▸ **Your task**: Lines before the one containing "Put a point on every instance of the green balloon" are excluded; retype that line and all remaining lines of the material exactly.

::::::

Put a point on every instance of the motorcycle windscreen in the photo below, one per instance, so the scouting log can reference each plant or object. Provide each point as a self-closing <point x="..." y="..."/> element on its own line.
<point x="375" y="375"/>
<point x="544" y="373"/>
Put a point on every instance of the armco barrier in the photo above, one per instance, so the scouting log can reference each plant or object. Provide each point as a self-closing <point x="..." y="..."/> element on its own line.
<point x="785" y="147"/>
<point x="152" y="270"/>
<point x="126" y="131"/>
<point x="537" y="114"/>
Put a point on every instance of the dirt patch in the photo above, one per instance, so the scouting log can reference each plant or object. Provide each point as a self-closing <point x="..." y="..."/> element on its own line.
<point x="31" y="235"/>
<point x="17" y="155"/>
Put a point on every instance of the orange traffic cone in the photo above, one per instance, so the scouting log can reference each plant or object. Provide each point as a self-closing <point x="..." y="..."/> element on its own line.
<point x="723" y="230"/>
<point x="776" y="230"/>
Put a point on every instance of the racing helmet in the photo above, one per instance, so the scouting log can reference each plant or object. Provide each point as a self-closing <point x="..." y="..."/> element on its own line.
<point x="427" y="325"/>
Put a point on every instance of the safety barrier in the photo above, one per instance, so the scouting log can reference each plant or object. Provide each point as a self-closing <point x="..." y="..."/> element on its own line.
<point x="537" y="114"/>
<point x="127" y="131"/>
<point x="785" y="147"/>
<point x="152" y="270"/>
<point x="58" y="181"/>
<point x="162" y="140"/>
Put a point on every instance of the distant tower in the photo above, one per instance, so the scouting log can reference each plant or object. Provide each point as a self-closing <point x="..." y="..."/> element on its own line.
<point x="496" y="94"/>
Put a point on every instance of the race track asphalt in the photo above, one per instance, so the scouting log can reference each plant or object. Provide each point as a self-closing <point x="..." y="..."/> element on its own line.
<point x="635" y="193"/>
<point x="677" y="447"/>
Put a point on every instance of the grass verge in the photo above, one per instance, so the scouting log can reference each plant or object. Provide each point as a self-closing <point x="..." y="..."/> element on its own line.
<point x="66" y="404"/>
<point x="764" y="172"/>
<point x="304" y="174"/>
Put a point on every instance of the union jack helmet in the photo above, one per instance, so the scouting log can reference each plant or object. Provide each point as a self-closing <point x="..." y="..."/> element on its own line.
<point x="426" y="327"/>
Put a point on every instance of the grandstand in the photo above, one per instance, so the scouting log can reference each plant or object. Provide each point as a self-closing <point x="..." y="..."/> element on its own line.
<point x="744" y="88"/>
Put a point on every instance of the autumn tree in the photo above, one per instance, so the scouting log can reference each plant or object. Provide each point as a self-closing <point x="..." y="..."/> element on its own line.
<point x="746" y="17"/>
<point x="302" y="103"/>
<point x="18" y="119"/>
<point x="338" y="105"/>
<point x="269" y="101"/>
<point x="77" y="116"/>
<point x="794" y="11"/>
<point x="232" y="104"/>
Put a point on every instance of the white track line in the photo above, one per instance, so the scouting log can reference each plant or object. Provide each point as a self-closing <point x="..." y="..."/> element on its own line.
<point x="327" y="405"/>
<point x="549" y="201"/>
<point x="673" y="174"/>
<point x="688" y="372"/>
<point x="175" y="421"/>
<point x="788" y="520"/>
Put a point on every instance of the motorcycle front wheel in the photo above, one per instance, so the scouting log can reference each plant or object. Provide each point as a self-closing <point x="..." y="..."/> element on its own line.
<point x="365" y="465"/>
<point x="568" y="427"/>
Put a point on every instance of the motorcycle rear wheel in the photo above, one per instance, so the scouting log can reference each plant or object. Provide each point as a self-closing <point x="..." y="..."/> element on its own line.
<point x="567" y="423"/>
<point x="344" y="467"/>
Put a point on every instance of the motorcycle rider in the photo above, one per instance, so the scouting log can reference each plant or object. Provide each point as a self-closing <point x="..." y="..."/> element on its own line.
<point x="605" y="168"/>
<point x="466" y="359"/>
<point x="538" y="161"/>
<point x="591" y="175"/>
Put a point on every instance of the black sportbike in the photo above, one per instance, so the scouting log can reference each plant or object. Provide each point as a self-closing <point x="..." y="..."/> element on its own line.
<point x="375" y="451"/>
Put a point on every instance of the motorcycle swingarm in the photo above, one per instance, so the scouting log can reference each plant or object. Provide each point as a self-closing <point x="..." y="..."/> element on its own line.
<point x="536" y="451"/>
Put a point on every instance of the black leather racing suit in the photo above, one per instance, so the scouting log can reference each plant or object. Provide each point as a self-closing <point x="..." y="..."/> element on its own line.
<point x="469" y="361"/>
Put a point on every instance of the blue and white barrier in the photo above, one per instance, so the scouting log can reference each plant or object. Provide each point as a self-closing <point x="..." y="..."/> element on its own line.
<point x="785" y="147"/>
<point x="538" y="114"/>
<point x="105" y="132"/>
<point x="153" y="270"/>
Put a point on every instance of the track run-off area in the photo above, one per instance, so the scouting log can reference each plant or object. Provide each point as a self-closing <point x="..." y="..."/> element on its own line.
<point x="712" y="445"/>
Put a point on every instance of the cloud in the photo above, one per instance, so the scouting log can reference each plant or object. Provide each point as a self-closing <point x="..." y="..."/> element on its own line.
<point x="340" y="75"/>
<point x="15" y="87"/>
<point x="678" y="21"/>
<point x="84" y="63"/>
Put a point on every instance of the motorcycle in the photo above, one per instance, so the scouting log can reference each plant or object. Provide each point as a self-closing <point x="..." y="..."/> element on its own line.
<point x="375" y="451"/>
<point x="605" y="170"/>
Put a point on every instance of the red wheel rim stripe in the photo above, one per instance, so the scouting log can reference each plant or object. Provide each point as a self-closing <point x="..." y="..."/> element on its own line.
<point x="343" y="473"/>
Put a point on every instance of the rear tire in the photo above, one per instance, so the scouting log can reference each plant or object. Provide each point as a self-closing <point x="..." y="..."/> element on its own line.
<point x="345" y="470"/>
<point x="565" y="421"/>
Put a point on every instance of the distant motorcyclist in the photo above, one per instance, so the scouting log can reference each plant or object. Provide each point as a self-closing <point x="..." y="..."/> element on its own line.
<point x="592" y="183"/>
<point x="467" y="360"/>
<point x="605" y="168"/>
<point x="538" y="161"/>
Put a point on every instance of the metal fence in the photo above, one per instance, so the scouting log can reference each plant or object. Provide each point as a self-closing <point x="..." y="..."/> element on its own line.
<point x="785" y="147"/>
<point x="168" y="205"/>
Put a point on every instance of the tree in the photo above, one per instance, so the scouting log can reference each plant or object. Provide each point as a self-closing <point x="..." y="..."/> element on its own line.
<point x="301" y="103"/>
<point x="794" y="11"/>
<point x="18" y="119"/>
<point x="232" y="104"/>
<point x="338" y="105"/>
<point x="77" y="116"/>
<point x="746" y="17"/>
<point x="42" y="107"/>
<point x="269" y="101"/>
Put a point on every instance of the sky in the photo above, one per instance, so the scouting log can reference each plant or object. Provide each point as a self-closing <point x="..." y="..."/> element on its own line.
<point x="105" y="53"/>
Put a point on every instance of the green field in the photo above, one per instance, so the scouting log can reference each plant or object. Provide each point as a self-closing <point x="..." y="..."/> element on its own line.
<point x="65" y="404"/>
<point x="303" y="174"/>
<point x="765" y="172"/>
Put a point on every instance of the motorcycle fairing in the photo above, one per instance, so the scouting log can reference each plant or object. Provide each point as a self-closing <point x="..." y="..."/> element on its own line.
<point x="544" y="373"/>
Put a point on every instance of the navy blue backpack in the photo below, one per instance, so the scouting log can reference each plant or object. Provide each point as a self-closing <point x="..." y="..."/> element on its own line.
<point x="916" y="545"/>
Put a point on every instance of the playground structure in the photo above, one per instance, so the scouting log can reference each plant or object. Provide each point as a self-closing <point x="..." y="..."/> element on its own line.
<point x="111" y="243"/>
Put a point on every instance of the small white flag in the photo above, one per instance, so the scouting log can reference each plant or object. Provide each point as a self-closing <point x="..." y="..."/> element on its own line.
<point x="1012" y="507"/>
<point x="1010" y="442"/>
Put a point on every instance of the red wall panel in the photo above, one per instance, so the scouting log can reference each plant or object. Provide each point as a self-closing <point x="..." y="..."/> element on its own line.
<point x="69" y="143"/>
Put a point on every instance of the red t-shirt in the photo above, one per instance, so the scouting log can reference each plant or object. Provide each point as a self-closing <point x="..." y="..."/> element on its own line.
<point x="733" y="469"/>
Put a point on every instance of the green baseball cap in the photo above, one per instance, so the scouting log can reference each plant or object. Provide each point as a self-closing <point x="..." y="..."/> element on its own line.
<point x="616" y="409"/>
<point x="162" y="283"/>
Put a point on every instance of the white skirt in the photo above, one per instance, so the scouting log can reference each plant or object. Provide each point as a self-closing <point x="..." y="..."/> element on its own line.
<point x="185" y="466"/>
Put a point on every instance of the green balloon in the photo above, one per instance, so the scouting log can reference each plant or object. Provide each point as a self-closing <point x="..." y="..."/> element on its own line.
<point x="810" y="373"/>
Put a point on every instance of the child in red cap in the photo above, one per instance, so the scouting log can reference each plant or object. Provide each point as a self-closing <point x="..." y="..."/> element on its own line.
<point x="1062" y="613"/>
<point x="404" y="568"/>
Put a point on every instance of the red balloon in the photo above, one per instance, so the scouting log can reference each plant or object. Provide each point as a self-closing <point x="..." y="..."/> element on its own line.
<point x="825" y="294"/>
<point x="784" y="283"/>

::::::

▸ **Correct result**:
Put a point on every instance of the green balloon in the photo above, one per instance, so the scouting log can reference each plant or object. Provide each point as a self-closing <point x="..." y="..."/> element on its own line.
<point x="810" y="373"/>
Put a point on every instance of the child in red cap in the photo above, one per instance, so the scouting log can reference each plant or object. Provide each point as a self-closing <point x="..." y="..."/> element on its own line.
<point x="1062" y="613"/>
<point x="404" y="568"/>
Put a point on every instance of the red balloon in the photo above, one per instance, so the scouting log can reference each plant or object. Provide each point as a self-closing <point x="..." y="..."/> element on its own line.
<point x="825" y="294"/>
<point x="784" y="283"/>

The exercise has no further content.